--- START ---

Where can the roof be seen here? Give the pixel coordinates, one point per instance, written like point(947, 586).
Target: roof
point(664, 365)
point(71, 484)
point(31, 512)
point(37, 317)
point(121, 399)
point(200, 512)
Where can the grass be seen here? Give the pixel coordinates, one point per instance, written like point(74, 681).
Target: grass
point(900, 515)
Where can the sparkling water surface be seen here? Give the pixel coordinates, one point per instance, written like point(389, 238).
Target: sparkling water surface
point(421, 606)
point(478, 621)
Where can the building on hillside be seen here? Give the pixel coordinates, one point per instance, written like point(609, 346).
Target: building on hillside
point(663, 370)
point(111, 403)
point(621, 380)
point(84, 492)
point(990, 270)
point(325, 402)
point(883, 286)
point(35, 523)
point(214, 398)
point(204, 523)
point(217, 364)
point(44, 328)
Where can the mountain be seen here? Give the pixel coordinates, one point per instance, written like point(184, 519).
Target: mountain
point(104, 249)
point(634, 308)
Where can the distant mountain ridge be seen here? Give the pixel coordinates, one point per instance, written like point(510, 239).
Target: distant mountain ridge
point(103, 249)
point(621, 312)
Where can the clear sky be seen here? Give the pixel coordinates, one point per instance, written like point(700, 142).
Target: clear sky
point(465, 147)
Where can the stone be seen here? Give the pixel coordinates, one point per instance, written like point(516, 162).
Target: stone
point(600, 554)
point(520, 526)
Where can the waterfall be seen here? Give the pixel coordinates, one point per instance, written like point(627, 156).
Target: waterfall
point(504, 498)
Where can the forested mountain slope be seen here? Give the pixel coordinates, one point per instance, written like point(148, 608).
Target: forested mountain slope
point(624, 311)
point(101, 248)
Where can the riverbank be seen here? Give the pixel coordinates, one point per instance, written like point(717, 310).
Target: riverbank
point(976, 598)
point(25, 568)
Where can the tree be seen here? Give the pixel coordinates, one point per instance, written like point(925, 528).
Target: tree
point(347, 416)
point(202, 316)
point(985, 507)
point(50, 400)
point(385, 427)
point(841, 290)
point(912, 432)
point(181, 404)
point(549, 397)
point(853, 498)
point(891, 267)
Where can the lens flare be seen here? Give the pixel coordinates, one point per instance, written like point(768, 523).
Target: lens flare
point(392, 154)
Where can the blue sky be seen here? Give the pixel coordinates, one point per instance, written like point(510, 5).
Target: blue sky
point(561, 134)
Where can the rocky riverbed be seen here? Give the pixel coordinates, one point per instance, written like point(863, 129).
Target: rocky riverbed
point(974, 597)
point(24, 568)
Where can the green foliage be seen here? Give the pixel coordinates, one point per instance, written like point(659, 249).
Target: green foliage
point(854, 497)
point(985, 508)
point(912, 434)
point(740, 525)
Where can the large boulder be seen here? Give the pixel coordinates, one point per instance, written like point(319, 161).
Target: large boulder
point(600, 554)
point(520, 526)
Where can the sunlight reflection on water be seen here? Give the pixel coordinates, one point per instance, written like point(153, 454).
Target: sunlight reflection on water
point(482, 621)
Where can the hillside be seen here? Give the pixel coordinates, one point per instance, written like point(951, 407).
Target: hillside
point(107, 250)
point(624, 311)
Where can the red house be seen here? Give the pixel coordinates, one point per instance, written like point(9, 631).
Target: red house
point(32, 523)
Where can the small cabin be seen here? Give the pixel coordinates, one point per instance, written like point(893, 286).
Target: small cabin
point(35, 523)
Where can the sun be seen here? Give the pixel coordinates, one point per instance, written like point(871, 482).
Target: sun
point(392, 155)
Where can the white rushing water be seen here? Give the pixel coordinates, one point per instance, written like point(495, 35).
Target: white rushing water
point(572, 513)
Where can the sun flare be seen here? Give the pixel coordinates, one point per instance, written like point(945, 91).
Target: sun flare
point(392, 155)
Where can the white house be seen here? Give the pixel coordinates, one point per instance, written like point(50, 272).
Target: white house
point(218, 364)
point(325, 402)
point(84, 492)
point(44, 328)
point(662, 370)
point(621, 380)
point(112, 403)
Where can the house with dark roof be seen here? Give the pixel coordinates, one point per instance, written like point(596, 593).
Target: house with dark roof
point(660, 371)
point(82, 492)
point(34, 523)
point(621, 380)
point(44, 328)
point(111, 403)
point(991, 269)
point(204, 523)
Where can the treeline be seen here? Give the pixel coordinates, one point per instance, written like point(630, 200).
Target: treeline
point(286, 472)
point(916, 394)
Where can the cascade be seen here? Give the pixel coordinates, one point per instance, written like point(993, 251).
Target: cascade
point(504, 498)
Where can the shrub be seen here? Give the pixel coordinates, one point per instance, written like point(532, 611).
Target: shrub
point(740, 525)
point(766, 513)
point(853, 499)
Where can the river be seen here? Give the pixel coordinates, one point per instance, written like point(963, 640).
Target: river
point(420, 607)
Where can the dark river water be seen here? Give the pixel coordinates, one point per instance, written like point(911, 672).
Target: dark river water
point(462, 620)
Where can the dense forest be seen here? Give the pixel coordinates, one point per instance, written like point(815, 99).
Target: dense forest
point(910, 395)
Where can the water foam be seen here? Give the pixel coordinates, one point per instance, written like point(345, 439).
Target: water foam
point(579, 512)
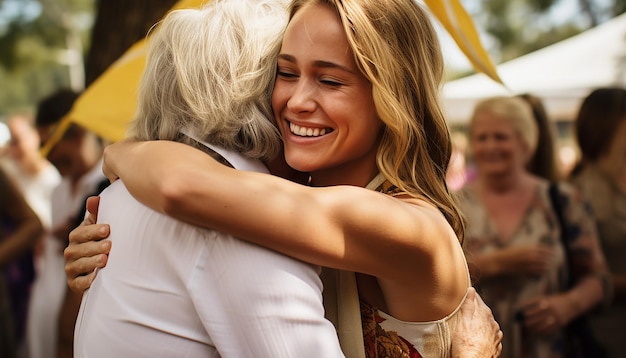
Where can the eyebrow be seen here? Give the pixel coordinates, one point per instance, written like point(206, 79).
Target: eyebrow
point(318, 63)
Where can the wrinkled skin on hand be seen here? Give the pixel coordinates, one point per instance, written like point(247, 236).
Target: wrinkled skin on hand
point(87, 250)
point(477, 333)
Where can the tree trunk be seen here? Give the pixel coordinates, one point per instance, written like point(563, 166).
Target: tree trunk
point(119, 24)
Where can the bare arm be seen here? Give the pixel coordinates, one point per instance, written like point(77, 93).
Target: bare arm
point(477, 334)
point(28, 227)
point(340, 227)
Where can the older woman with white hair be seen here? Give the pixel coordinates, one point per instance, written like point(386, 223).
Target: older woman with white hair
point(516, 253)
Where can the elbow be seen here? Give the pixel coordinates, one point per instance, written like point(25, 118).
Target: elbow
point(171, 195)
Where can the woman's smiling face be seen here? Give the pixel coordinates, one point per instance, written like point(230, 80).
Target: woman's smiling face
point(323, 103)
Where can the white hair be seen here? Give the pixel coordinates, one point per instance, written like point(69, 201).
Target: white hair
point(212, 70)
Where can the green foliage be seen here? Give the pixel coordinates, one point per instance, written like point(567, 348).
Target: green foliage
point(31, 40)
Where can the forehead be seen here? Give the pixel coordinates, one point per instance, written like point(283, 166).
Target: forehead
point(490, 121)
point(316, 31)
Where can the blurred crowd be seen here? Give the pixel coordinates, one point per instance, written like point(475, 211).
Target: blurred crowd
point(544, 242)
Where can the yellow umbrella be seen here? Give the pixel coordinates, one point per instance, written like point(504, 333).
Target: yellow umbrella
point(460, 26)
point(108, 104)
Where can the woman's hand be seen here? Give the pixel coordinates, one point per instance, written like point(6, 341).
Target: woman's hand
point(477, 333)
point(86, 251)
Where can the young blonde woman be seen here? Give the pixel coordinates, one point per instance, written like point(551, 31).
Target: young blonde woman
point(356, 102)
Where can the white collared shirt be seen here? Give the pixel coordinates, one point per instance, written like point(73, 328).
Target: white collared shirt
point(171, 289)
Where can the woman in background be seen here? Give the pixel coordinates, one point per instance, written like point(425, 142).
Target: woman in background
point(513, 240)
point(601, 176)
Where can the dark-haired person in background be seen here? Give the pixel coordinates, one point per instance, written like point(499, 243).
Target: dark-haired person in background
point(77, 156)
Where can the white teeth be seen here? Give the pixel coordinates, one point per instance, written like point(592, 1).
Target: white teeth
point(306, 132)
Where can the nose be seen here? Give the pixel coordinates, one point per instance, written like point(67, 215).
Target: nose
point(302, 100)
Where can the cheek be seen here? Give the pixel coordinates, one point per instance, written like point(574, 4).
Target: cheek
point(278, 96)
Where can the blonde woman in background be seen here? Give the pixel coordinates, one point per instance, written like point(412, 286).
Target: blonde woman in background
point(513, 237)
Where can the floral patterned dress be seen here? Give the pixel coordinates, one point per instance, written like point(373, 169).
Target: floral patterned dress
point(387, 337)
point(506, 294)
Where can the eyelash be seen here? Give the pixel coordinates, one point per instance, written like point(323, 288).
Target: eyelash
point(290, 75)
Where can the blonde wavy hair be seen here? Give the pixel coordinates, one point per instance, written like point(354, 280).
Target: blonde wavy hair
point(212, 70)
point(397, 49)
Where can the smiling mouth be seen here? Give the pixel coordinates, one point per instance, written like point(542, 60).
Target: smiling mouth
point(308, 132)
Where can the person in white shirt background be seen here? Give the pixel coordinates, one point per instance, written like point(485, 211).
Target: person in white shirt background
point(78, 158)
point(452, 302)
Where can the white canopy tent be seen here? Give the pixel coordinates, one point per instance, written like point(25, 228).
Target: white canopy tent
point(562, 74)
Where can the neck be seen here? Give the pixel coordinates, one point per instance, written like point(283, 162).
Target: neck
point(338, 176)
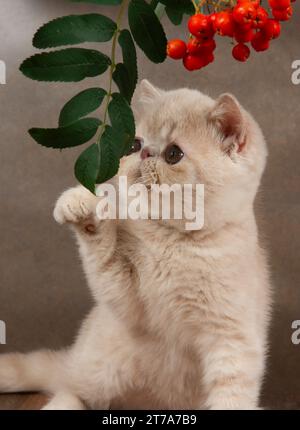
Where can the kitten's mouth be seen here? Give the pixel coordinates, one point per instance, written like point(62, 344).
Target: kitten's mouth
point(148, 173)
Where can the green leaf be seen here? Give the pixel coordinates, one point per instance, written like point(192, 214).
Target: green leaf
point(82, 104)
point(66, 65)
point(87, 167)
point(74, 134)
point(104, 2)
point(121, 117)
point(74, 29)
point(147, 30)
point(110, 144)
point(174, 15)
point(185, 6)
point(130, 61)
point(122, 79)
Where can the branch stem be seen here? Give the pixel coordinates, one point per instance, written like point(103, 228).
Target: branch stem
point(112, 67)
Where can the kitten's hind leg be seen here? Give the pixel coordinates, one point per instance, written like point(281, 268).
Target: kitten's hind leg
point(63, 401)
point(36, 371)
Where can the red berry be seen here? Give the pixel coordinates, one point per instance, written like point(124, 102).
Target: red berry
point(272, 29)
point(260, 42)
point(241, 52)
point(261, 18)
point(255, 3)
point(283, 15)
point(244, 13)
point(243, 36)
point(200, 26)
point(176, 49)
point(213, 17)
point(193, 46)
point(208, 46)
point(280, 4)
point(208, 58)
point(224, 24)
point(193, 62)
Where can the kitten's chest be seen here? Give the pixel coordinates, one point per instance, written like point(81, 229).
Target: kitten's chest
point(174, 283)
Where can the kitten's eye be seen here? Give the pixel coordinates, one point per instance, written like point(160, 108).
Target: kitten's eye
point(136, 146)
point(173, 154)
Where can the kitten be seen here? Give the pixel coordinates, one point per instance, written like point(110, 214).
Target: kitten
point(180, 317)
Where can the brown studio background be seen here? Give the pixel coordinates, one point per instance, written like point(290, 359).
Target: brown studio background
point(43, 294)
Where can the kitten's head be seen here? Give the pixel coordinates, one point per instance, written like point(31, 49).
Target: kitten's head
point(185, 137)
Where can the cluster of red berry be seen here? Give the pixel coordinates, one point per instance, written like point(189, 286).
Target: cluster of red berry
point(246, 22)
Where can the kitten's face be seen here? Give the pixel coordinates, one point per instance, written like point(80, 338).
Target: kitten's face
point(185, 137)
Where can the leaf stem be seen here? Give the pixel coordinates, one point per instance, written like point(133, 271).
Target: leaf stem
point(159, 10)
point(196, 6)
point(112, 67)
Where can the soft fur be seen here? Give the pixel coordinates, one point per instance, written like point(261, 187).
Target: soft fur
point(180, 317)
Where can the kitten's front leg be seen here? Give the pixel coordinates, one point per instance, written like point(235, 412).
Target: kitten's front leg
point(233, 366)
point(77, 206)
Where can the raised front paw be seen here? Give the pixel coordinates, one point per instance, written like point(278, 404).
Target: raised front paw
point(74, 206)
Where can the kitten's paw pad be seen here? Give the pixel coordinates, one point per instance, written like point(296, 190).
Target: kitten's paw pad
point(74, 205)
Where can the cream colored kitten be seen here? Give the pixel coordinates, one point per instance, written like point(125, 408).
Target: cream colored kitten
point(180, 317)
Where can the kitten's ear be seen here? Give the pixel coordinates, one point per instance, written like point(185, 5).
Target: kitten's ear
point(148, 93)
point(229, 119)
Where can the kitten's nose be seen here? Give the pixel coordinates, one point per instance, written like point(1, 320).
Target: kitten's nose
point(146, 153)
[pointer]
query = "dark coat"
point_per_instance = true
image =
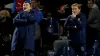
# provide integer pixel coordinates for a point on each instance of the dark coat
(77, 28)
(23, 35)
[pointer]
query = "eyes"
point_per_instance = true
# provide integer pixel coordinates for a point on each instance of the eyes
(26, 4)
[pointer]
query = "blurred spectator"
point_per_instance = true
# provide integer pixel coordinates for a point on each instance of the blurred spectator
(6, 30)
(93, 30)
(39, 17)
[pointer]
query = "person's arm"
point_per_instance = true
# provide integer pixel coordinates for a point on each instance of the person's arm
(18, 19)
(80, 21)
(39, 17)
(92, 16)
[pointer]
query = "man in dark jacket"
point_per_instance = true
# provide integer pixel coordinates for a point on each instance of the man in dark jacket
(23, 37)
(76, 26)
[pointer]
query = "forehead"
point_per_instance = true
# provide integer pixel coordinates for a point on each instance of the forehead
(89, 1)
(74, 7)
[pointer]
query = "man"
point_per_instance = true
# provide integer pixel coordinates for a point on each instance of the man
(39, 16)
(76, 25)
(93, 23)
(23, 37)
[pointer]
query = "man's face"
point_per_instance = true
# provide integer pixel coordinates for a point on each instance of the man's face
(26, 6)
(90, 4)
(34, 4)
(75, 10)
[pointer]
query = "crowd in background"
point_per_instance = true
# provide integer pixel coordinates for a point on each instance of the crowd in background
(46, 38)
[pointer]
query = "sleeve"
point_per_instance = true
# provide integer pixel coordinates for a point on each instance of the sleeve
(80, 22)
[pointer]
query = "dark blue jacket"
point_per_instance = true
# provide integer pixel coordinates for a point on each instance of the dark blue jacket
(77, 28)
(54, 26)
(38, 14)
(23, 35)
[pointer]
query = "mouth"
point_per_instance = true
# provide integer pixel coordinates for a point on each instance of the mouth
(24, 8)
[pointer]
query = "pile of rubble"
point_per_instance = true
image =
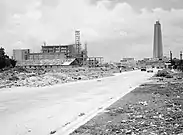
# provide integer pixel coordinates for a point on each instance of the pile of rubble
(151, 109)
(19, 77)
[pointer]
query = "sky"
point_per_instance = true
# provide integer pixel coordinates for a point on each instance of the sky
(111, 28)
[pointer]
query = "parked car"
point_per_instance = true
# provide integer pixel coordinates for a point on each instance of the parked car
(150, 71)
(143, 69)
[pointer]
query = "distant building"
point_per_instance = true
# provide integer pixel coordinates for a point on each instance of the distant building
(51, 56)
(1, 51)
(21, 54)
(157, 45)
(54, 52)
(128, 62)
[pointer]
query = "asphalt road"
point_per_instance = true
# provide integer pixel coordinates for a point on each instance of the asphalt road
(38, 111)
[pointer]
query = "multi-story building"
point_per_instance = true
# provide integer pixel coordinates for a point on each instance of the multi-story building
(157, 47)
(1, 51)
(21, 54)
(55, 55)
(128, 62)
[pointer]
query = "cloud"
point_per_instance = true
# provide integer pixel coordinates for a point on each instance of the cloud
(115, 27)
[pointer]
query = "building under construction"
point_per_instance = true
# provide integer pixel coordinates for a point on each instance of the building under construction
(56, 56)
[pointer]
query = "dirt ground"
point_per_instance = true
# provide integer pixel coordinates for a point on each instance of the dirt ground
(154, 108)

--- END ---

Assigned task:
Starting with the line that holds "like point(659, 249)." and ending with the line that holds "Where can the house", retype every line in the data above exactly, and nothing else.

Response box:
Where can the green foliage be seen here? Give the pixel coordinates, one point per instance, written like point(659, 249).
Target: green foliage
point(854, 497)
point(985, 508)
point(912, 434)
point(740, 525)
Where can the large boulder be seen here? Give the pixel coordinates, one point per instance, written like point(319, 161).
Target: large boulder
point(600, 554)
point(520, 526)
Where can the sunlight reflection on water be seen here? Give the pixel coordinates, one point per instance, written like point(153, 454).
Target: sunlight reflection on water
point(482, 621)
Where can the hillside be seen here? Give the pixel coordinates, one point per instance, written like point(951, 407).
Target: hillside
point(107, 250)
point(624, 311)
Where can the red house be seen here? Give the pixel coordinates, one point per instance, written like point(9, 631).
Target: red house
point(32, 523)
Where can the small cabin be seen here? Give the pixel coordinates, one point per instance, written like point(893, 286).
Target: small cabin
point(35, 523)
Where can the sun be seen here? Give the pixel coordinates, one point per instance, written like point(871, 482).
Target: sun
point(392, 155)
Where can the white rushing water be seen here? Give the pixel coordinates, one point per instance, written like point(495, 35).
Target: white rushing water
point(572, 513)
Where can the sun flare be seen here? Give the pixel coordinates, one point per instance, written like point(945, 91).
Target: sun flare
point(392, 155)
Where can the white house be seen here? Give the pixel coordinates, one point per instance, written like point(50, 272).
Target: white house
point(218, 364)
point(325, 402)
point(84, 492)
point(44, 328)
point(662, 370)
point(621, 380)
point(112, 403)
Where can the house with dark roof be seen here? Give the pixel coordinates, one point per instance, written like point(596, 593).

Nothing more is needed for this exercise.